(A block of data)

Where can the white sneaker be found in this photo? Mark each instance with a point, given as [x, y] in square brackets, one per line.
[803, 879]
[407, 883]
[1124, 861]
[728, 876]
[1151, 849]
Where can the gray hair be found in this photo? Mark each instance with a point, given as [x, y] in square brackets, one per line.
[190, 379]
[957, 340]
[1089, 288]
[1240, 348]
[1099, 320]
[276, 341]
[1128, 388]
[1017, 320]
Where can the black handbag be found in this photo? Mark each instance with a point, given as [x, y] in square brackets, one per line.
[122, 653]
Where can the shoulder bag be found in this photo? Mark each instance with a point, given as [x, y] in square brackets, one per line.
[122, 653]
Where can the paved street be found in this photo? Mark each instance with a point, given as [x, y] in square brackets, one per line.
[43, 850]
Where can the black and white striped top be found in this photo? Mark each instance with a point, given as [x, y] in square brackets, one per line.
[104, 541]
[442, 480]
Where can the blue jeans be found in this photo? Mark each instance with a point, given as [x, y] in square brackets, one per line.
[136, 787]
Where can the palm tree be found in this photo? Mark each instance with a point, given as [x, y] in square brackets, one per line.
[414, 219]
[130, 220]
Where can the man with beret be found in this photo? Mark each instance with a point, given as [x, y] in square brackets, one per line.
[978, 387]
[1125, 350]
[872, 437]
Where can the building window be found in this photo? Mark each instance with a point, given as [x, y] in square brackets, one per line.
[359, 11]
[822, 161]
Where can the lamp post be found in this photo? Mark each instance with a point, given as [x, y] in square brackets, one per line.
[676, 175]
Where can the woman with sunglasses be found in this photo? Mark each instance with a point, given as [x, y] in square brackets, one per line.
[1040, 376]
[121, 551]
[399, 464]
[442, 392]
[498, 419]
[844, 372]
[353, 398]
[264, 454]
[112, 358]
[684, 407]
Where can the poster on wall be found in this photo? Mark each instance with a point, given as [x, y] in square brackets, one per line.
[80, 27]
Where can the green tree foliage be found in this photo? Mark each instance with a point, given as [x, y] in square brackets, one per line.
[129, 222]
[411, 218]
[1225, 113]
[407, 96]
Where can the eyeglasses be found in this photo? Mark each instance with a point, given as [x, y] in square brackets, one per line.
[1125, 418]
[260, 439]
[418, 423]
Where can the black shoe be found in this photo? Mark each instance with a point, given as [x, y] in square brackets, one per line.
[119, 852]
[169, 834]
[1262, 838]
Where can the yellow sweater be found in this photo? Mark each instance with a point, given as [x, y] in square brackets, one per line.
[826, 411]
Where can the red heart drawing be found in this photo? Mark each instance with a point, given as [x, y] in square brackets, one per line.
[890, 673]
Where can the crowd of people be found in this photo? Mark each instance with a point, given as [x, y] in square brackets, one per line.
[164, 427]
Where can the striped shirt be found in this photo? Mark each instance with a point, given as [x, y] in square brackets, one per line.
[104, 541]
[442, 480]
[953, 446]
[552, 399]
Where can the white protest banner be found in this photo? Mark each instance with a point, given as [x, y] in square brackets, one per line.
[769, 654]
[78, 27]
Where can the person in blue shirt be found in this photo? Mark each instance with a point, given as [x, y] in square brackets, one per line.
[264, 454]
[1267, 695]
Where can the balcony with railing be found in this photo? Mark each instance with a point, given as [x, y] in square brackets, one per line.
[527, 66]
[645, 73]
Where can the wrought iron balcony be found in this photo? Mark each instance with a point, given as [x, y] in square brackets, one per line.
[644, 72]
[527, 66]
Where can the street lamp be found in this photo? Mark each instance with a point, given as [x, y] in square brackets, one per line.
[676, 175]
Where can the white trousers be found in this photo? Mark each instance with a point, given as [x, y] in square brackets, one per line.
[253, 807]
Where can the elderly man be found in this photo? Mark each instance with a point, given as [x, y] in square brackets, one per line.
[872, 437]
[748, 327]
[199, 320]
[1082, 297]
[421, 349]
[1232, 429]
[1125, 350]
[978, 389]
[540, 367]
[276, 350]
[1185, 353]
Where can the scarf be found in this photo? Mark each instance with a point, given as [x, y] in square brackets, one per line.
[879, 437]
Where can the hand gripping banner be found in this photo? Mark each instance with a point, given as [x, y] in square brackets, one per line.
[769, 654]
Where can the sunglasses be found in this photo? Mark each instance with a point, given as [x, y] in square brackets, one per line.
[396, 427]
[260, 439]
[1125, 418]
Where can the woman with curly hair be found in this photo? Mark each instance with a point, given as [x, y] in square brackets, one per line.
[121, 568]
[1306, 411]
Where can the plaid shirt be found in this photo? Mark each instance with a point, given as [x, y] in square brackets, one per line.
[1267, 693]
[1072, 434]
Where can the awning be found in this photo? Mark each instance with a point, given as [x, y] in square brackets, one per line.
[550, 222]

Set problem: Copy the entries above line for line, starting from the first line and ending with the line containing "[1151, 849]", including that line.

Exercise output:
Where can the white sneaker be found in this photo? Mark each instance with a point, given as [x, y] in square brackets, one per line.
[803, 879]
[407, 883]
[1124, 861]
[728, 876]
[1151, 849]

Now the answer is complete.